Data provided =
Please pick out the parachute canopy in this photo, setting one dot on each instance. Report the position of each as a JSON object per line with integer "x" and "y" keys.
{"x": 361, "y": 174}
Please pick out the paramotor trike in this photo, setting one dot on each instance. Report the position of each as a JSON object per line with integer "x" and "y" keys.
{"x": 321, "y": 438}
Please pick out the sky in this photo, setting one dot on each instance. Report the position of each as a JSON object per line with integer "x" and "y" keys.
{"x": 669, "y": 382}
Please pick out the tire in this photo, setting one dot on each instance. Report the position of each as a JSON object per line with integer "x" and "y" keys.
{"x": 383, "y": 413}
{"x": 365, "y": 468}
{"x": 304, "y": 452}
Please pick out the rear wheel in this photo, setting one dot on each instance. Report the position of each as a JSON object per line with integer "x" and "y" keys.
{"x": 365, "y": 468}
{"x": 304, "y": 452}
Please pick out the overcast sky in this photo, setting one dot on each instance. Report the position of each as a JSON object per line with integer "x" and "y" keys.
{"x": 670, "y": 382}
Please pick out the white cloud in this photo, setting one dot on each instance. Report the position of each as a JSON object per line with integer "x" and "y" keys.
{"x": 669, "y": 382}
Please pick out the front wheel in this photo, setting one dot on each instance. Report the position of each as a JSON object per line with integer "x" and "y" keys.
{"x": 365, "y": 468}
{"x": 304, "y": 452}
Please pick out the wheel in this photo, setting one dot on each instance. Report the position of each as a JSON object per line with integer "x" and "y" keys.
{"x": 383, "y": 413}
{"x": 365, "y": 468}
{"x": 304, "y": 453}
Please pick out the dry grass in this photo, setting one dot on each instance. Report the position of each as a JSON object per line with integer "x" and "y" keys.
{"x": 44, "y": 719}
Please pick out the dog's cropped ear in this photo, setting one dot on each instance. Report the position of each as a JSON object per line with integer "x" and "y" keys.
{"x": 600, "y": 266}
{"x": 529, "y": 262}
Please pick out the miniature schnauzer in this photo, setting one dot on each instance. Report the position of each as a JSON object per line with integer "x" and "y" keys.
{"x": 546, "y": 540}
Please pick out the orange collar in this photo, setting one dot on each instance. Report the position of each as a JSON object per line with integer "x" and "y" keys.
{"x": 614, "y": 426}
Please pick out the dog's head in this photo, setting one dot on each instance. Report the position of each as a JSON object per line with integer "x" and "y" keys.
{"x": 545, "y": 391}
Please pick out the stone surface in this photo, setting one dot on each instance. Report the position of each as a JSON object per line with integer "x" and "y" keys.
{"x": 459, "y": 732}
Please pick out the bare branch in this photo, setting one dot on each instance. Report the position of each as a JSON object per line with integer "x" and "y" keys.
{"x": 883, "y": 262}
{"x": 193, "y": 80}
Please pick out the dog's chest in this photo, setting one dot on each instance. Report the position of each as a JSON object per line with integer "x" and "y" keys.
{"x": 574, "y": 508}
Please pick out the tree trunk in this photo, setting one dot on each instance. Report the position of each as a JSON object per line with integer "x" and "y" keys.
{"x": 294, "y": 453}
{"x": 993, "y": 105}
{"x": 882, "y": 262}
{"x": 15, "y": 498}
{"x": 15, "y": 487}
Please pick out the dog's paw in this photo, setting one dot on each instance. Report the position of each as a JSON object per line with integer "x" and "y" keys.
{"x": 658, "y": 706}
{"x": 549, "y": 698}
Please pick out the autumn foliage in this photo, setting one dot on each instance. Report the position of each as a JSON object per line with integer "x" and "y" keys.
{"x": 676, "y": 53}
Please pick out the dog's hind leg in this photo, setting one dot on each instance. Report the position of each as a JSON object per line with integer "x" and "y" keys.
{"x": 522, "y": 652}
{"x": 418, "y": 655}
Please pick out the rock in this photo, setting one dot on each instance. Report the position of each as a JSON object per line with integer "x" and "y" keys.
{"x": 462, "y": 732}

Task objective =
The whole listing above, restated word for word, is the required answer.

Reply =
Please pick out the parachute canopy in this photo, setting one dot on each instance. Report the position of each as a JSON object per line with integer "x" and "y" keys.
{"x": 361, "y": 174}
Please pick out the paramotor trike in this photo, setting one dot on each instance. Report the position of each as a JSON object per line with integer "x" and "y" keys.
{"x": 321, "y": 438}
Please pick out the sky in this photo, setting one dot on each instance. Report the position of each as a JSON object per line with integer "x" and "y" keys.
{"x": 669, "y": 382}
Please pick out the tire in this photo, setting one dot on each instance. Report the position of each as a JSON object per line with integer "x" and "y" keys.
{"x": 383, "y": 413}
{"x": 365, "y": 468}
{"x": 304, "y": 452}
Please pick out the rear wheel in this photo, setting one dot on each instance. Report the position of each as a JSON object per line with integer "x" and "y" keys.
{"x": 365, "y": 468}
{"x": 304, "y": 452}
Please pick out the overcast sky in this photo, setting one dot on each instance. Report the position of each as a JSON object per line with integer "x" and "y" keys.
{"x": 670, "y": 382}
Please pick out the white cloud in this photo, setting one dot on each instance. Report the position of each as a JSON object per line with integer "x" and "y" keys.
{"x": 669, "y": 382}
Please pick out the front wheel in this photo, setting one dot on each instance. Report the position of each as a JSON object per line with integer "x" and "y" keys.
{"x": 365, "y": 468}
{"x": 304, "y": 452}
Please pick out the wheel in this photo, setting one dot on each instance. Report the position of each as a JSON object per line with integer "x" and "y" keys.
{"x": 383, "y": 413}
{"x": 365, "y": 468}
{"x": 304, "y": 453}
Please pick out the dry grass in this photo, setting one dot on each instance. Report the position of each as a JSON object per line with integer "x" and "y" keys.
{"x": 44, "y": 719}
Please pick out the dog's cropped ear in this photo, setting one dot on each instance. Report the position of each as a JSON object per line with integer "x" and "y" keys.
{"x": 600, "y": 266}
{"x": 529, "y": 262}
Please pick out the miniature schnauzer in this photo, setting one dot on each instance. Report the position of each as a JSON object per line with integer "x" and "y" keys.
{"x": 546, "y": 540}
Please pick out the orange collar in this photo, setting one dot on each instance. Report the position of each as a JSON object per line with integer "x" and "y" keys.
{"x": 614, "y": 426}
Please pick out the dog's head in this photo, setting one dot on each instance. Report the position of each as a JSON object per line with integer "x" and "y" keys.
{"x": 545, "y": 391}
Please pick out the stone surface in this photo, setting one dot on each instance. Report the position of each as a JSON object per line with integer "x" and "y" keys.
{"x": 459, "y": 732}
Please pick out the bare branch in this photo, setting one dot on each instance. Report the position of each as a JSON object per line with integer "x" and "y" keys.
{"x": 883, "y": 262}
{"x": 193, "y": 80}
Please pick out the dog's chest in this photo, setting one dot on each instance. Report the position of each as a JSON object per line with integer "x" and "y" keys.
{"x": 574, "y": 508}
Please pick out the tree trunk in this photo, setting one dot on each instance. Report the position of each as a JSON object per line with integer "x" and "y" keys.
{"x": 294, "y": 453}
{"x": 993, "y": 105}
{"x": 882, "y": 262}
{"x": 15, "y": 498}
{"x": 15, "y": 487}
Please pick out the dog's paw in this photo, setting one dot on each instance. Report the position of each as a JSON object per line with integer "x" and "y" keys.
{"x": 658, "y": 706}
{"x": 549, "y": 698}
Please pick out the autumn foliage in this photo, setting one dot on each instance. Report the position of each as a JSON object per line with integer "x" and "y" keys.
{"x": 676, "y": 53}
Please pick out the dog's hind leg in this photo, setting one dot on each instance. Report the position of each as a JSON object per line with integer "x" and "y" keys.
{"x": 522, "y": 652}
{"x": 418, "y": 655}
Please pick out the rock in this photo, setting one dot on each instance. Report the position of each as a JSON object per line with integer "x" and "y" keys.
{"x": 462, "y": 732}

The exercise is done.